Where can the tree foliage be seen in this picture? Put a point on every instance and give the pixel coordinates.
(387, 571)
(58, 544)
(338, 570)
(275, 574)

(AIM OF THE TASK) Format every line of the data above as a Markdown table with the columns Row and Line. Number each row and omit any blank lines.

(WORKED ANSWER)
| Row | Line |
|---|---|
| 1 | Where can the tree foliage be seen in this picture? Put a point on every instance and give the pixel coordinates. |
| 2 | (387, 571) |
| 3 | (58, 544) |
| 4 | (338, 570) |
| 5 | (275, 574) |